From the entries below, please gather each line containing the string "positive".

Collected data entries:

• • • •

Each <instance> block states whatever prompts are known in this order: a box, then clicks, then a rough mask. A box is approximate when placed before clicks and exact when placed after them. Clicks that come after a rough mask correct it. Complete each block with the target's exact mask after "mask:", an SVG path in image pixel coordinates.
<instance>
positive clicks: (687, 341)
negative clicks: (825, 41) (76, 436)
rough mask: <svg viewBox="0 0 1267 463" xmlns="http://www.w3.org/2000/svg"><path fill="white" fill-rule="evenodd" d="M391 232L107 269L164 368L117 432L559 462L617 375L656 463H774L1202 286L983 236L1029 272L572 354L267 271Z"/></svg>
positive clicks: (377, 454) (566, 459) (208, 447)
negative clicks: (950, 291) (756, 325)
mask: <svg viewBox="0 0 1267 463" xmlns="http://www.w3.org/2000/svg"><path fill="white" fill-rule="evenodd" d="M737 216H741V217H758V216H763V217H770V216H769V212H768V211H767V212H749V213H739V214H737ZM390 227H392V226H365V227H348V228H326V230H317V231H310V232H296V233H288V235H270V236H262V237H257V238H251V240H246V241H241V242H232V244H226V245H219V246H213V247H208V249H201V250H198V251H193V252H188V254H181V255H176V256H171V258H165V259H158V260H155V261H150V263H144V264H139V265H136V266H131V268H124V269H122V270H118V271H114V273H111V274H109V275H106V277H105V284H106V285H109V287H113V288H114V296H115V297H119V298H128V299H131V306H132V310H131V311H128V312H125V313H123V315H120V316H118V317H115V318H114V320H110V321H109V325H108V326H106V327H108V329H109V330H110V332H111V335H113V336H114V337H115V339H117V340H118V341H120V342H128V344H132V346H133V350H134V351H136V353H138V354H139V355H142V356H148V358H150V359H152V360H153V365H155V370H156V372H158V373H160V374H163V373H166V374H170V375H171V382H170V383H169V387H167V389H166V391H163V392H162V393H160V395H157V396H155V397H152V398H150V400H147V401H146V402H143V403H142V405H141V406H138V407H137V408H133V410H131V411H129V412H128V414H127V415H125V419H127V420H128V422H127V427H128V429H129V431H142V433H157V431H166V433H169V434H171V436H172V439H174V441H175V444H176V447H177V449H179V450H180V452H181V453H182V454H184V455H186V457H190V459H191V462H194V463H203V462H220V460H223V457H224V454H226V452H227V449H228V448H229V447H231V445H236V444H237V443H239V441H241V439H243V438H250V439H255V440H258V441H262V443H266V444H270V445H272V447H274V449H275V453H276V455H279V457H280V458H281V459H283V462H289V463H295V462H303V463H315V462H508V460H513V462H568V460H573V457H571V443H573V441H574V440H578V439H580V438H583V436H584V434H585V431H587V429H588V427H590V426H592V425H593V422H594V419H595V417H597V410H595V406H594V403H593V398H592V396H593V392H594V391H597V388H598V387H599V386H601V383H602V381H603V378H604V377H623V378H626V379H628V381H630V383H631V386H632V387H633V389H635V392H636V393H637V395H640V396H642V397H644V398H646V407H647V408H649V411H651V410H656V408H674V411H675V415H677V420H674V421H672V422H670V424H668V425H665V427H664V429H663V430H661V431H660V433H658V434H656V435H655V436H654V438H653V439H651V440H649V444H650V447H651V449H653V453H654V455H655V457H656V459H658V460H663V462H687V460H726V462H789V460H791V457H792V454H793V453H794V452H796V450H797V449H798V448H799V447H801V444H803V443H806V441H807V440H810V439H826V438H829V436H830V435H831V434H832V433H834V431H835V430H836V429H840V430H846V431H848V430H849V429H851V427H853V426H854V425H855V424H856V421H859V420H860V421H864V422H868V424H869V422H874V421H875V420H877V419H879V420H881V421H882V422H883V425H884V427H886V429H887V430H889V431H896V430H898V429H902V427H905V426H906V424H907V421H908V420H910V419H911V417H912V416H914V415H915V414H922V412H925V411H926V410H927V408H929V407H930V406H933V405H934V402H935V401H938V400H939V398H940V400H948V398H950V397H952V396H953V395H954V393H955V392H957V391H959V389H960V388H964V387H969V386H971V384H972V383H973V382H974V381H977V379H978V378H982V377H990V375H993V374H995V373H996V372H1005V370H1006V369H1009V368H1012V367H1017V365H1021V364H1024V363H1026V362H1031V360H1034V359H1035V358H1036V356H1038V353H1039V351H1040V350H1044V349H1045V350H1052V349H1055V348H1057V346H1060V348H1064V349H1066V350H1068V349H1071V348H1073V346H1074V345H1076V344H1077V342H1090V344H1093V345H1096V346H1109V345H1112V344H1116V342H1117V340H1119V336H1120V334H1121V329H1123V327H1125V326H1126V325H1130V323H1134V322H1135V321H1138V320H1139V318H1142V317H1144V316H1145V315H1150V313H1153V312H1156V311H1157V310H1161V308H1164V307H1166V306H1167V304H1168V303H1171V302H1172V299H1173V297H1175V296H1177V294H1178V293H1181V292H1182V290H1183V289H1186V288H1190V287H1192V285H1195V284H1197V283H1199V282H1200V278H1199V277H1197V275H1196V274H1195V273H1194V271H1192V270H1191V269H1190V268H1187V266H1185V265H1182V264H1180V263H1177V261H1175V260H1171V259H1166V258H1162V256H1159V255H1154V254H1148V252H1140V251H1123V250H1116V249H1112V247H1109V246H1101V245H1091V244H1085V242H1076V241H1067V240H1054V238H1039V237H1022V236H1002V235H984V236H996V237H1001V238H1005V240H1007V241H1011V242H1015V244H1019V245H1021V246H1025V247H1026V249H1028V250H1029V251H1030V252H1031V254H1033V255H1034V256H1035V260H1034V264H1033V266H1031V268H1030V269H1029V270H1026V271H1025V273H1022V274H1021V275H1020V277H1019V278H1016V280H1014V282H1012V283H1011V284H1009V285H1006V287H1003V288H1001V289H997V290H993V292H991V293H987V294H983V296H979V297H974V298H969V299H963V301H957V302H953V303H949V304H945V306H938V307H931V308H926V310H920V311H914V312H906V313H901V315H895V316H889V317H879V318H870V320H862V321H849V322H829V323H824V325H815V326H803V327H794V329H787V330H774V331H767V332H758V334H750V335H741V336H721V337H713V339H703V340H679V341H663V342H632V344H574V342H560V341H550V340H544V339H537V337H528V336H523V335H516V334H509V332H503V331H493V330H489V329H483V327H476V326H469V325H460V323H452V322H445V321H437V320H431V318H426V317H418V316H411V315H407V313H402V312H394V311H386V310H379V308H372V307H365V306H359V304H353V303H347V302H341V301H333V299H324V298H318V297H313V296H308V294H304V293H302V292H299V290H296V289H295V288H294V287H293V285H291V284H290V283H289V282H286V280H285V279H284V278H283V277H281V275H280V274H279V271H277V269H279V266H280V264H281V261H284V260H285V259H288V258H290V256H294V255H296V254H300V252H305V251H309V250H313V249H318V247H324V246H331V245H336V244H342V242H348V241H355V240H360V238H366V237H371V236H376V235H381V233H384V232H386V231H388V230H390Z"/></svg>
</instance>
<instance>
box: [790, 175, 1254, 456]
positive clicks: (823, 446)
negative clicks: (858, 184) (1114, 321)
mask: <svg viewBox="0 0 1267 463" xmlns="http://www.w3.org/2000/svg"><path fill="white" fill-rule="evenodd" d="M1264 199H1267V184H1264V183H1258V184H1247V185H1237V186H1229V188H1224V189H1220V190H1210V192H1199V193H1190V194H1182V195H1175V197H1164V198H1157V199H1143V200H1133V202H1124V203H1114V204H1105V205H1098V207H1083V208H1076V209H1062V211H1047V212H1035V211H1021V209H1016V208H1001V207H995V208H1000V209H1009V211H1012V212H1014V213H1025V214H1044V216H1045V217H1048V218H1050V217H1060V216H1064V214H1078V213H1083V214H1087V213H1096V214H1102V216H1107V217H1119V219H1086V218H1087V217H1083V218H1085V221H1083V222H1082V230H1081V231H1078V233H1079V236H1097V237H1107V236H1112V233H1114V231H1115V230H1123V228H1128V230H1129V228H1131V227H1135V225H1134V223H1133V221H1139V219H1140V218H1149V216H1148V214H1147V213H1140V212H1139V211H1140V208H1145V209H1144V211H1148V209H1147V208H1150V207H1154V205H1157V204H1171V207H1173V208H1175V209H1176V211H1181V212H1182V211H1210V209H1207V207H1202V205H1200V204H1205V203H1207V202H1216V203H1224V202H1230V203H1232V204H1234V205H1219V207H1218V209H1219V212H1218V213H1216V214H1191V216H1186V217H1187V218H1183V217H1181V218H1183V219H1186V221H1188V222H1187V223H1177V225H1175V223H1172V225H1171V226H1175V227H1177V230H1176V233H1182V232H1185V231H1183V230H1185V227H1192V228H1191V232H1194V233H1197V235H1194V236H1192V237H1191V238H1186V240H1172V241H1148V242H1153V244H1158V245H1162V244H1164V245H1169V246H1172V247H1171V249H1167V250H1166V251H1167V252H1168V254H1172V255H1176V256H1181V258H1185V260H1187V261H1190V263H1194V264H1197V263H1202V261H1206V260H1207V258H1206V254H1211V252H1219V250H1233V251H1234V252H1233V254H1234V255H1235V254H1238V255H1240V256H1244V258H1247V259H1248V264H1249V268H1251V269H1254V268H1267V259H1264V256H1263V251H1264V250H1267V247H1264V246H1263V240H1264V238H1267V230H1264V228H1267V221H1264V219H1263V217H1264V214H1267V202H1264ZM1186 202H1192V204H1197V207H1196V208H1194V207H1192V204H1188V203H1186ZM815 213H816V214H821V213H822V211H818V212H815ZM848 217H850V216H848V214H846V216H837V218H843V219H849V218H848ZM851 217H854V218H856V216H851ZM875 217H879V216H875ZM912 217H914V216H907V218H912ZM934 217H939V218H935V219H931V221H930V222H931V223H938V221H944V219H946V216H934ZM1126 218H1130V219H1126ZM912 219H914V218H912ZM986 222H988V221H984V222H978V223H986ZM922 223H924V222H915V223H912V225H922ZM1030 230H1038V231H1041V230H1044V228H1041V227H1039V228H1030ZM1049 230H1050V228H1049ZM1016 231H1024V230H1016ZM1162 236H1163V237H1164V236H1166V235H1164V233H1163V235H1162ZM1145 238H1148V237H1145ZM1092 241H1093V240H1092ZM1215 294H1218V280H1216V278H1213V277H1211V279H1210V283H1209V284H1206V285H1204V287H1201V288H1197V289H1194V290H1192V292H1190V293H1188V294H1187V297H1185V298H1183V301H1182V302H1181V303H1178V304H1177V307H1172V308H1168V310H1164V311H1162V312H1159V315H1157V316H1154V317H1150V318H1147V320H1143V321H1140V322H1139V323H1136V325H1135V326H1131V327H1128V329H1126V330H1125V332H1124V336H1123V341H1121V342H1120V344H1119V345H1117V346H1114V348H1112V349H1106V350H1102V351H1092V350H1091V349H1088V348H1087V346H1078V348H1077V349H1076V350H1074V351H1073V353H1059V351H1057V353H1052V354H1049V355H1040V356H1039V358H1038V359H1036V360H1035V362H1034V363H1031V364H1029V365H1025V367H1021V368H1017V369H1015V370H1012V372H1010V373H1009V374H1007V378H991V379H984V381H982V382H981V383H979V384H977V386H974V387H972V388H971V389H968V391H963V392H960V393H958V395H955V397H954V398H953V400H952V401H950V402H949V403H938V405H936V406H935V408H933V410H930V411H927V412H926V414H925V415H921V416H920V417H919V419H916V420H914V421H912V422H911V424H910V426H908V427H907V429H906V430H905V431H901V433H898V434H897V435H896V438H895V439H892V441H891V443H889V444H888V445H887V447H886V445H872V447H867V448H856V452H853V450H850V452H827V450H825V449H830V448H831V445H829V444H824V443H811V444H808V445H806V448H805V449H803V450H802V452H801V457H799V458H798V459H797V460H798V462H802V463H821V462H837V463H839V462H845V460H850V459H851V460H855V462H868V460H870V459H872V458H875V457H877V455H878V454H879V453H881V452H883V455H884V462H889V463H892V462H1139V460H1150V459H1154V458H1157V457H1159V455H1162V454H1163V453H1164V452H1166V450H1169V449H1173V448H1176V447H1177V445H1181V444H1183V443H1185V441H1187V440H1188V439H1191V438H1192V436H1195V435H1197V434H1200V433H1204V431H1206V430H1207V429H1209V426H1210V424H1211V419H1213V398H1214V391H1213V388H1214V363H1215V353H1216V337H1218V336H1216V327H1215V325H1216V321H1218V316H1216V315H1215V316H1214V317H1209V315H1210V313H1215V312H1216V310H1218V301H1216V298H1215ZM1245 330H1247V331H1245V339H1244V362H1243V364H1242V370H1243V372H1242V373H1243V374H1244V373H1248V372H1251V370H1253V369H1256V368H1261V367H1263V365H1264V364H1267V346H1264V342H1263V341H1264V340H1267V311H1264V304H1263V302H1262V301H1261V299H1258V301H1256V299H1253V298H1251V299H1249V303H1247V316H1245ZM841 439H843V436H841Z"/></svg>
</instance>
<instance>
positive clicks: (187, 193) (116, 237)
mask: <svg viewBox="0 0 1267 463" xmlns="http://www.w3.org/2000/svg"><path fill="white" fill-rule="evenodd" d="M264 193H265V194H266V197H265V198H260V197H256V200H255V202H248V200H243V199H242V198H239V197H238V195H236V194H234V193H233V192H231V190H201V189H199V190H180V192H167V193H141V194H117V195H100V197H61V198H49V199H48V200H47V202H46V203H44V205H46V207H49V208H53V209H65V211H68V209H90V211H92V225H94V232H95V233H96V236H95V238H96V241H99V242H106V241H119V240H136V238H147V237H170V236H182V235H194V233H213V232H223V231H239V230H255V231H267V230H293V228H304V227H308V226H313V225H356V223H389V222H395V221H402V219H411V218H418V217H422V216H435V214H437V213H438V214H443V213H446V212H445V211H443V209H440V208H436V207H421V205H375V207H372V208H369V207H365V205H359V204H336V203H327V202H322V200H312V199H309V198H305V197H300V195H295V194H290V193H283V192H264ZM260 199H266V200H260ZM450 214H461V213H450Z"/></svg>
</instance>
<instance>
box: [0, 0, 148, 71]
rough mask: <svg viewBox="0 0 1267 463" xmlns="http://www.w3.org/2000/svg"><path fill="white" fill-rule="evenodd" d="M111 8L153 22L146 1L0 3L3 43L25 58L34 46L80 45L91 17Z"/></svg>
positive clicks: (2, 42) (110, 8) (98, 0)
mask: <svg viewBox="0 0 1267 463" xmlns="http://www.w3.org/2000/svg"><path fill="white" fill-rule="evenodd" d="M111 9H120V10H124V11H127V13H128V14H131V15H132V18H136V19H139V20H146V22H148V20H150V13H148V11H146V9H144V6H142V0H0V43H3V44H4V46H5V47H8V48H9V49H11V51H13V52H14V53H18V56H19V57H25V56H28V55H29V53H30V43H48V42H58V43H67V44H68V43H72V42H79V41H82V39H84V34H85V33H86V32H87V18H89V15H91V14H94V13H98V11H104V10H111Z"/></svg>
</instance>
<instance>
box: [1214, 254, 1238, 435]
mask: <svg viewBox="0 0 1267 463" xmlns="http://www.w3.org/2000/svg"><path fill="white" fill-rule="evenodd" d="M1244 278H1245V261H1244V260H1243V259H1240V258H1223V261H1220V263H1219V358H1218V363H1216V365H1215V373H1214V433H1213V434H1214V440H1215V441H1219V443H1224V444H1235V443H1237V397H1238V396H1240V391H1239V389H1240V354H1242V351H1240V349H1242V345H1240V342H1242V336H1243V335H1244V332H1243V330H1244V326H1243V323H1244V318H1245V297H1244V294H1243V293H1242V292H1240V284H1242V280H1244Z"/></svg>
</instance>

• • • •

Response to the task:
positive clicks: (687, 341)
positive clicks: (377, 454) (566, 459) (208, 447)
positive clicks: (823, 446)
positive clicks: (187, 193) (116, 237)
positive clicks: (2, 42) (110, 8) (98, 0)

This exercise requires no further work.